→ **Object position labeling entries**
==*==

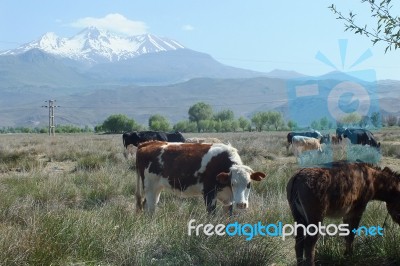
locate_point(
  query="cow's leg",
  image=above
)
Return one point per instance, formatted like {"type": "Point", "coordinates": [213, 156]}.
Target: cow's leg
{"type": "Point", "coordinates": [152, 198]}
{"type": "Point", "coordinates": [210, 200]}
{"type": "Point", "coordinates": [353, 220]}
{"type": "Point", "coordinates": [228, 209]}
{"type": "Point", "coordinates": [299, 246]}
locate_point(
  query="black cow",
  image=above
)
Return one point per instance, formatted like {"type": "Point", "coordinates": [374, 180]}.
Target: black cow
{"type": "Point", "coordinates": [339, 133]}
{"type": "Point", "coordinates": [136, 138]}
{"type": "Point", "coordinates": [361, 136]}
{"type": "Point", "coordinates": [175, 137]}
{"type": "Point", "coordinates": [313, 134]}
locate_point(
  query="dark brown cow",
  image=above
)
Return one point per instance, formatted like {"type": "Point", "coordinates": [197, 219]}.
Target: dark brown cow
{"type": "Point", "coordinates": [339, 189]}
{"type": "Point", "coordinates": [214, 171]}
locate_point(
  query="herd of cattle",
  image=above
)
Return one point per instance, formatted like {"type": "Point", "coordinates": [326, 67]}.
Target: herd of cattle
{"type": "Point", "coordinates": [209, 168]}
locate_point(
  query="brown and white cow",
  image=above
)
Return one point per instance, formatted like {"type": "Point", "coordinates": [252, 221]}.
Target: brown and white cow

==*==

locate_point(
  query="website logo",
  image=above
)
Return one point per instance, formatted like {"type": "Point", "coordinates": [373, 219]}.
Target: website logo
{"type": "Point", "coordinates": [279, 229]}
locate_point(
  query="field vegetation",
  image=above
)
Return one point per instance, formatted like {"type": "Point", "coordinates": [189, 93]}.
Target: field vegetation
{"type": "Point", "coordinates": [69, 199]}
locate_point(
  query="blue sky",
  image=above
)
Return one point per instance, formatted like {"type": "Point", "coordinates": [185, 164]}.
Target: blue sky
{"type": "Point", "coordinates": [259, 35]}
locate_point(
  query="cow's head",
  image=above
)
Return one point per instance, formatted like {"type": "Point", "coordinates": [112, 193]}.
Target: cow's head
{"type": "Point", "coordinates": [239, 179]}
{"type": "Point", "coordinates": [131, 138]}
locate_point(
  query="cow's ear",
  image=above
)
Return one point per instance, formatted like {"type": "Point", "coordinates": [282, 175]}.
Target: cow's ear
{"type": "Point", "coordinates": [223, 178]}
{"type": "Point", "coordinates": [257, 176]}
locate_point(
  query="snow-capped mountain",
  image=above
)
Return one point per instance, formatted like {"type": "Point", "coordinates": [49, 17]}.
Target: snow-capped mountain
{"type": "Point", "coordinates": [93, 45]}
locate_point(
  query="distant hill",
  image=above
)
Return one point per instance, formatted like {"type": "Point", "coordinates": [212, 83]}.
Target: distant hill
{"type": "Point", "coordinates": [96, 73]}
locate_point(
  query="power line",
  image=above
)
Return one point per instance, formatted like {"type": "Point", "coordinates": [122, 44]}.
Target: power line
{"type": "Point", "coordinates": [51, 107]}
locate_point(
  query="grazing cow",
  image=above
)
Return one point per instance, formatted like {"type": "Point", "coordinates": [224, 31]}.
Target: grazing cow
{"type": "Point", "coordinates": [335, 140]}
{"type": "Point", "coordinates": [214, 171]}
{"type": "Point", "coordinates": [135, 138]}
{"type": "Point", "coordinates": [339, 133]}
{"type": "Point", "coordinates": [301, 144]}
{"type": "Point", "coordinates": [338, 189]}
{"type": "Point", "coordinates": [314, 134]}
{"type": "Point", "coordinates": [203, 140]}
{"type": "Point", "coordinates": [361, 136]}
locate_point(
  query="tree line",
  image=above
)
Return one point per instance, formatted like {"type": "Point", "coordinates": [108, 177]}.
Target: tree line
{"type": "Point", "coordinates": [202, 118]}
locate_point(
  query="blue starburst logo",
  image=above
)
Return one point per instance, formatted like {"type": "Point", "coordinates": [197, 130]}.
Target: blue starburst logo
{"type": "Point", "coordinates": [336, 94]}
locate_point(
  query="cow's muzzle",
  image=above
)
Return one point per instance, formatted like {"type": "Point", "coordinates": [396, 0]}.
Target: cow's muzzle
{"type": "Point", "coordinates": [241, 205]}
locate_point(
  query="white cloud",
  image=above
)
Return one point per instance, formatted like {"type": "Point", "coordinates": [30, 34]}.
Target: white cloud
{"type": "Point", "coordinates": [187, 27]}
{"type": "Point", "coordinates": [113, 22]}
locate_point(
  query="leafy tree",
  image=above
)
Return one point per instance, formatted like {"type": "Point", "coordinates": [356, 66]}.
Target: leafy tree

==*==

→ **TASK GOAL**
Report every line of the entries above that contains the word "website", copying each such line in full.

→ **ANSWER BELOW**
  query="website logo",
Target: website logo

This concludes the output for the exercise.